> [DATA SHOWN]
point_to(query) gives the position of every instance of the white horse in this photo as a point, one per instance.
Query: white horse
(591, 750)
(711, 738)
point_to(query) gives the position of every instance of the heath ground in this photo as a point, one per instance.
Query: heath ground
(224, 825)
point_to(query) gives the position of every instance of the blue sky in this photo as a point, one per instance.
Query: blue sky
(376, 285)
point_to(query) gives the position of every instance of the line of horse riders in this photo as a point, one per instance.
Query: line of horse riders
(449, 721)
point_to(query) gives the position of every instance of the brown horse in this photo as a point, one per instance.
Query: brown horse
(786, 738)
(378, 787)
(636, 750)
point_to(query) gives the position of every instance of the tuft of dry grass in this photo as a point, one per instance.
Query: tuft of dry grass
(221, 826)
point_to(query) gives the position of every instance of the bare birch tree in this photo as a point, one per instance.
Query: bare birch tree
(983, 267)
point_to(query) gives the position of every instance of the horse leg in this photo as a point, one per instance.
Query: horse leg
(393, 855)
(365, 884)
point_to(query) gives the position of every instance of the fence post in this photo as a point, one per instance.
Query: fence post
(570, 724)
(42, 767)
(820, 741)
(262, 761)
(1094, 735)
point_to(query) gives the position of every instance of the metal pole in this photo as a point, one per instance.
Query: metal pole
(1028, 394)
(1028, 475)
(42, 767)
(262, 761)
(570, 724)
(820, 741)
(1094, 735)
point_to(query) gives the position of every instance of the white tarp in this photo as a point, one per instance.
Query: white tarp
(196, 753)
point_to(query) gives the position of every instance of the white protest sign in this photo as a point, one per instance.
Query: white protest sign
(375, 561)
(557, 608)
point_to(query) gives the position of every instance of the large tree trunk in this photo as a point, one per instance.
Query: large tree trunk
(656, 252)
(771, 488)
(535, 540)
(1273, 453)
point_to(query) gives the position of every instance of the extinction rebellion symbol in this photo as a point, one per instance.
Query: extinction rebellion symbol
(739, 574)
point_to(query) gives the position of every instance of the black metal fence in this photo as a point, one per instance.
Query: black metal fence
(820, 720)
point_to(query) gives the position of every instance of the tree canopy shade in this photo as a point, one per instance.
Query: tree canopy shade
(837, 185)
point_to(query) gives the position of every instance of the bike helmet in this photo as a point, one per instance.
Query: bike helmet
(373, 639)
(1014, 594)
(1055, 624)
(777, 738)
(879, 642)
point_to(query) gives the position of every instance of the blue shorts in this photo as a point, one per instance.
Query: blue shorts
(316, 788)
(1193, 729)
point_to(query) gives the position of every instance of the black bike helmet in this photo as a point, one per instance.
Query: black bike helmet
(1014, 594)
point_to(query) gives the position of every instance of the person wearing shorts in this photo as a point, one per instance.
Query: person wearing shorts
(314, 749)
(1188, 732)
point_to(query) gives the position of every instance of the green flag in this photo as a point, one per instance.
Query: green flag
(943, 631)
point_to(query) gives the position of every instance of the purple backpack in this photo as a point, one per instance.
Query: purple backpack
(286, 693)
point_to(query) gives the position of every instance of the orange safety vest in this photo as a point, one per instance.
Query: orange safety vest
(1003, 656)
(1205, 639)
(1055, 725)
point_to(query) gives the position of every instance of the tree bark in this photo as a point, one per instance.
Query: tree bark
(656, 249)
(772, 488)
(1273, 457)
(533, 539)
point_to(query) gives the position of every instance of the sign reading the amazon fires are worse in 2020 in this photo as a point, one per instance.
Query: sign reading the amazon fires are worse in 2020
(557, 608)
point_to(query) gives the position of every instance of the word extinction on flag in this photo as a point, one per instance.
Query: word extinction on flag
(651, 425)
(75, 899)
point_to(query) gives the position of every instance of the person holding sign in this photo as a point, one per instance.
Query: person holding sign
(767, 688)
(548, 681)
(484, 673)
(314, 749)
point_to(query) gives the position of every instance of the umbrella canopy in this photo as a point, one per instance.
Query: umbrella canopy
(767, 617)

> [EXERCISE DIRECTIONS] Render every line of the records above as a JSON list of strings, with each line as its own item and blank lines omitted.

> [TASK SOLUTION]
[
  "point_to(query) gives the position of every instance of the white horse in this photo as a point, one per instance.",
  "Query: white horse",
  "(591, 750)",
  "(711, 738)",
  "point_to(query) gives the position of every instance of the heath ground in this photo as a point, one per instance.",
  "Query: heath ground",
  "(224, 825)",
  "point_to(query) gives the position of every instance of the blue sky in this photo as a point, one per instance.",
  "Query: blue sky",
  "(376, 285)",
  "point_to(query) gives the position of every instance of the line of horse riders in this photo as a point, one per instance.",
  "Query: line of horse riders",
  "(449, 721)",
  "point_to(query) gives the position of every instance of the brown horse in this photo as a point, one per instance.",
  "Query: brown horse",
  "(786, 738)",
  "(378, 787)",
  "(636, 750)",
  "point_to(query) gives the position of every instance of the tuft of dry grass in this photo as a point, one per instance.",
  "Query: tuft of dry grass",
  "(221, 826)",
  "point_to(query) gives the position of every instance of the bare birch tree in this photo as a point, one per instance.",
  "Query: bare birch tree",
  "(983, 267)",
  "point_to(query) gives the position of every instance of the horse leg in this photo as a point, one per instance.",
  "Query: horse leg",
  "(393, 855)",
  "(365, 884)",
  "point_to(query) gives the position of every instance of the fence post in this photo as a point, one per instance.",
  "Query: fence post",
  "(570, 724)",
  "(42, 767)",
  "(820, 741)",
  "(262, 761)",
  "(1094, 735)",
  "point_to(query) gives the position of every instance of the metal pole in this photo as a point, one per instance.",
  "Query: metal pole",
  "(1028, 394)",
  "(1028, 475)",
  "(42, 767)",
  "(262, 761)",
  "(570, 724)",
  "(820, 741)",
  "(1094, 735)",
  "point_to(query) gives the position of every instance of the white tarp in this photo as a point, one per instance.",
  "Query: white tarp",
  "(196, 753)",
  "point_to(query) gives the position of every instance of the white protest sign in this photo as a point, one per instance.",
  "Query: white protest sign",
  "(375, 561)",
  "(557, 608)",
  "point_to(query) gives the position of every instance of the large tree trunk in this photo as a point, one per instance.",
  "Query: large tree trunk",
  "(656, 252)",
  "(771, 488)",
  "(535, 540)",
  "(1273, 453)",
  "point_to(query) gives the position of every instance of the extinction rebellion symbol in this photo as a point, one per instance.",
  "Query: extinction rebellion symbol",
  "(739, 574)",
  "point_to(query) gives the position of every instance of the black metal fence in this photo as a point, one per instance.",
  "Query: black metal fence",
  "(820, 720)",
  "point_to(query) gives the position of every instance of the tree canopy shade in this photo as a point, one per instance.",
  "Query: tree canopy shade",
  "(837, 185)",
  "point_to(query) gives the position of every instance of the bike helmet in this photo as a point, one per instance.",
  "Query: bike helmet",
  "(373, 639)",
  "(1014, 594)",
  "(1055, 624)",
  "(777, 738)",
  "(879, 642)",
  "point_to(query) gives the position of every instance of the blue shorts in this photo as a point, one per instance.",
  "Query: blue shorts",
  "(316, 788)",
  "(1193, 729)",
  "point_to(query) gives the position of every instance of the black bike helmet in this photo as a point, one per instance.",
  "Query: black bike helmet",
  "(1014, 594)",
  "point_to(query) gives the position of every instance of the person wearing shorts in this photo as a point, one per instance.",
  "Query: person wearing shorts",
  "(314, 749)",
  "(1188, 732)",
  "point_to(query) gives the position of every instance of the green flag in this photo as a point, one per instance.",
  "Query: green flag",
  "(943, 631)",
  "point_to(query) gives the position of every instance of the purple backpack in this photo as a point, one per instance.",
  "Query: purple backpack",
  "(286, 693)",
  "point_to(query) gives the position of every instance of the orange safety vest in this photo as a point, one per instance.",
  "Query: orange safety vest",
  "(1003, 656)",
  "(1205, 639)",
  "(1055, 725)",
  "point_to(query) gives the position of every instance of the tree bark in this photo as a point, one per instance.",
  "Query: tree bark",
  "(656, 249)",
  "(772, 488)",
  "(1273, 457)",
  "(533, 539)",
  "point_to(query) gives the position of every instance of the sign reading the amazon fires are worse in 2020 in this photo as a point, one per instance.",
  "Query: sign reading the amazon fires are worse in 2020",
  "(557, 608)",
  "point_to(query) gives the position of every instance of the word extinction on flag in this photo as a point, one per instance.",
  "Query: word extinction on flag",
  "(651, 425)",
  "(75, 899)",
  "point_to(query) gives the position of every instance of the person holding sign in this photo as a point, one per instance.",
  "Query: person holding sign",
  "(767, 688)",
  "(548, 681)",
  "(484, 673)",
  "(314, 749)",
  "point_to(query) gives the position of every instance of the umbrella canopy in this photo as a point, one per instance.",
  "Query: umbrella canopy",
  "(767, 617)"
]